Your goal:
Convert the lines below into a JSON list of strings, one string per line, leaving out blank lines. Begin at the first line and stop after the line that contains "[636,409,676,450]".

Material supplied:
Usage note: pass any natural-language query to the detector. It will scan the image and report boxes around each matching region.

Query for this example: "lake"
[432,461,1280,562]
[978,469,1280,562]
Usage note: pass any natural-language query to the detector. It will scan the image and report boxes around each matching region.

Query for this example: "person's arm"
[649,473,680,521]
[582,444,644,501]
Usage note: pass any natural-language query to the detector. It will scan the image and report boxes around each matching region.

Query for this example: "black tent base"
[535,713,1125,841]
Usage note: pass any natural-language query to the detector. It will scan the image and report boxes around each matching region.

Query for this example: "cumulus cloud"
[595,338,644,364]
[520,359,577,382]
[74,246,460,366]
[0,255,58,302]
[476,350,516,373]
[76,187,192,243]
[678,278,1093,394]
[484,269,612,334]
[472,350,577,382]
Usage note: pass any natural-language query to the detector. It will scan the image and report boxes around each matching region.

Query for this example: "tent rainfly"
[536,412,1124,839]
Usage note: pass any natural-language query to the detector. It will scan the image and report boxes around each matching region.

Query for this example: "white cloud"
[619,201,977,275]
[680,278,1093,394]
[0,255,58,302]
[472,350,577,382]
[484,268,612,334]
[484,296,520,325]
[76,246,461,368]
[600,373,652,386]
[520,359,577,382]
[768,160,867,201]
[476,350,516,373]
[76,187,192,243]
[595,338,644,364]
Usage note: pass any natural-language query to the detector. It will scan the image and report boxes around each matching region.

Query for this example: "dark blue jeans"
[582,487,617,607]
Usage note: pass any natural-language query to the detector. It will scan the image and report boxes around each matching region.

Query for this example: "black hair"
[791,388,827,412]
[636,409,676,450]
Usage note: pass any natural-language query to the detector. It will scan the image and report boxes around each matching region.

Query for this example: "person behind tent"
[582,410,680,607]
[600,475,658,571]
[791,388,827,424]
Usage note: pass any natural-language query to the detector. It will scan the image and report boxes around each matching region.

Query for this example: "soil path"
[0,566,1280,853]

Output of the exercise:
[
  "Usage note: pass any natural-language query to the detector. It will scan the image and report boxes around each matching region.",
  "Query for this example: \"lake\"",
  "[432,461,1280,562]",
  "[978,469,1280,562]",
  "Usage note: pass any natural-language query to the detector. It will scan the image and report boxes around each matching region.",
  "Query for this example: \"person's arm\"",
  "[649,473,680,521]",
  "[582,444,644,501]",
  "Usage note: pass any natural-language query to the detector. It will scan the image and report boxes around each matching region.",
  "Query for this example: \"black tent base\"",
  "[535,713,1125,841]",
  "Usage note: pass any natural-language query to the detector. It will scan the image and report boxes around each matching region.",
  "Query for this example: \"cumulus cloud\"",
  "[595,338,644,364]",
  "[520,359,577,382]",
  "[74,246,460,366]",
  "[0,255,58,302]",
  "[476,350,516,373]",
  "[76,187,192,243]",
  "[678,278,1093,394]",
  "[484,269,612,334]",
  "[472,350,577,382]",
  "Usage note: pass any natural-language query to the detector. It will scan the image and report boxes around each matching region.",
  "Query for this example: \"tent rainfly\"",
  "[536,412,1124,839]",
  "Usage note: pass any natural-language query to the detector. It will scan the image and report boxes around each matching region.",
  "Query for this example: \"white cloud\"",
  "[619,201,977,275]",
  "[680,278,1093,394]",
  "[0,255,58,302]",
  "[472,350,577,382]",
  "[484,268,612,334]",
  "[484,296,520,325]",
  "[76,246,461,368]",
  "[600,373,652,386]",
  "[520,359,577,382]",
  "[768,160,867,201]",
  "[476,350,516,373]",
  "[76,187,192,243]",
  "[595,338,644,364]",
  "Usage note: pass any natural-language query to the detector. It will scan the image and report boxes around each matching region.",
  "Query for this example: \"dark blue jeans\"",
  "[582,487,617,607]",
  "Usage note: pass any natural-language query to the detector. It will scan the image and report boxes around each matching region.",
  "Query for this example: \"black hair\"",
  "[791,388,827,412]",
  "[636,409,676,450]"
]